◆ Problem ◆
Set every record down again, exactly and completely.

◆ Data records ◆
Content starts
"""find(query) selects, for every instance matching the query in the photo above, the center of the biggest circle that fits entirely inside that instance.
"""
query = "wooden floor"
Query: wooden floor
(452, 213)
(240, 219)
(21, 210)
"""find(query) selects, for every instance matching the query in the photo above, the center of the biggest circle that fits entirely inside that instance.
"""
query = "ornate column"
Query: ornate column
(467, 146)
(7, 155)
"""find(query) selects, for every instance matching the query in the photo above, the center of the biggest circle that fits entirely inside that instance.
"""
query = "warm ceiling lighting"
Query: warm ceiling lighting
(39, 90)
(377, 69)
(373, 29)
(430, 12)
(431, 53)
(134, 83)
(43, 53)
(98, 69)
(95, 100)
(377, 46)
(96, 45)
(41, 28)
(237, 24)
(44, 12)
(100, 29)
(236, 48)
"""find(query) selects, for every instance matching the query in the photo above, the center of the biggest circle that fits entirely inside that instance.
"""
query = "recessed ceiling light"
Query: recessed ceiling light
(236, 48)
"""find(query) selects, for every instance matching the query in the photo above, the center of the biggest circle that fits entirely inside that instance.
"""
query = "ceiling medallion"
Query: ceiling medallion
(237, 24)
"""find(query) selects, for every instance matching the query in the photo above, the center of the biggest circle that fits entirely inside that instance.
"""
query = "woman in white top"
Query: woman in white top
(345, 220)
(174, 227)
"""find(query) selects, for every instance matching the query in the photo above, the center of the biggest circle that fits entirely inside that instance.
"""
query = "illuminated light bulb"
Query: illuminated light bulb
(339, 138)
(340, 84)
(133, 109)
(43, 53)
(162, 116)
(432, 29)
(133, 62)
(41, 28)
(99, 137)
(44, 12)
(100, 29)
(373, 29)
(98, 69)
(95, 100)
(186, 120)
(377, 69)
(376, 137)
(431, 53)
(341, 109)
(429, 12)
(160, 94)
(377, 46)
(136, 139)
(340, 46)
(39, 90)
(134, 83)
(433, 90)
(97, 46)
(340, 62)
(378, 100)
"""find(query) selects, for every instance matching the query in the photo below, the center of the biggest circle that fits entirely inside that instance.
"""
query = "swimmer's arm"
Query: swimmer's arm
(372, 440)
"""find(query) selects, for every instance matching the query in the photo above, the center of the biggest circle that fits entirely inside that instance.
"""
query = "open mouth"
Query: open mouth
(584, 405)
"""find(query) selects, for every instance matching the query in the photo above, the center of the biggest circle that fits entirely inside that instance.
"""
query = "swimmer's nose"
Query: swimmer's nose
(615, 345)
Content ends
◆ Response ◆
"""find(query) selects, for every instance matching the query in the photo above, the center of the biggest circle that fits entirely inside that instance.
"""
query = "wooden floor"
Query: wooden floor
(452, 213)
(240, 219)
(21, 210)
"""find(query) selects, for every instance matching the query in the photo above, the center of the biggest circle that fits entirely inside that instance.
"""
query = "ornate column"
Query: ornate column
(467, 146)
(7, 155)
"""find(query) selects, for every instance matching the query in the photo above, the center of the biggest circle that fits entirely inside that instance.
"""
query = "warm ceiling lighting"
Query: warm ceiling lighting
(39, 90)
(377, 69)
(373, 29)
(430, 12)
(431, 53)
(134, 83)
(43, 53)
(98, 69)
(95, 100)
(377, 46)
(96, 45)
(41, 28)
(237, 24)
(44, 12)
(100, 29)
(236, 48)
"""find(query) selects, for every instance matching the query in the photo above, the center of the biggest circle that fits entirely inside that instance.
"""
query = "recessed ceiling light"
Query: recessed ceiling light
(236, 48)
"""find(query) selects, for every instance matching the query in the photo above, the center of the biggest circle that fits entirely inside that instance.
"""
query = "ceiling medallion"
Query: ceiling medallion
(237, 24)
"""find(query) selects, for every instance matching the query in the photo above, the center of the biggest circle that fits entirely inside that instance.
"""
query = "woman in white top"
Query: woman in white top
(345, 220)
(174, 227)
"""find(query) selects, for every instance matching the query in the photo above, the center of the biggest circle that fits entirely inside that instance.
"""
query = "illuminated light bulb"
Query: illuminated light bulb
(339, 138)
(340, 84)
(133, 109)
(43, 53)
(162, 116)
(432, 29)
(133, 62)
(41, 28)
(99, 137)
(44, 12)
(100, 29)
(373, 29)
(98, 69)
(95, 100)
(186, 120)
(377, 69)
(376, 137)
(431, 53)
(341, 109)
(429, 12)
(160, 94)
(377, 46)
(136, 139)
(340, 46)
(39, 90)
(134, 83)
(433, 90)
(97, 46)
(340, 62)
(378, 100)
"""find(query) selects, for every instance matching the query in the photo below, the center of the biggest circle that fits entirely inside that instance.
"""
query = "swimmer's arm"
Query: swimmer's arm
(372, 440)
"""find(query) selects, for every instance matching the query in the photo above, the center of the biggest circle that fits entirely inside that instance.
"""
query = "open mouth"
Query: open mouth
(584, 405)
"""find(query) selects, for every instance matching the query in the photo above, the center of the biggest circle that fits entirely inside that instance.
"""
query = "swimmer's nose"
Query: swimmer's nose
(615, 345)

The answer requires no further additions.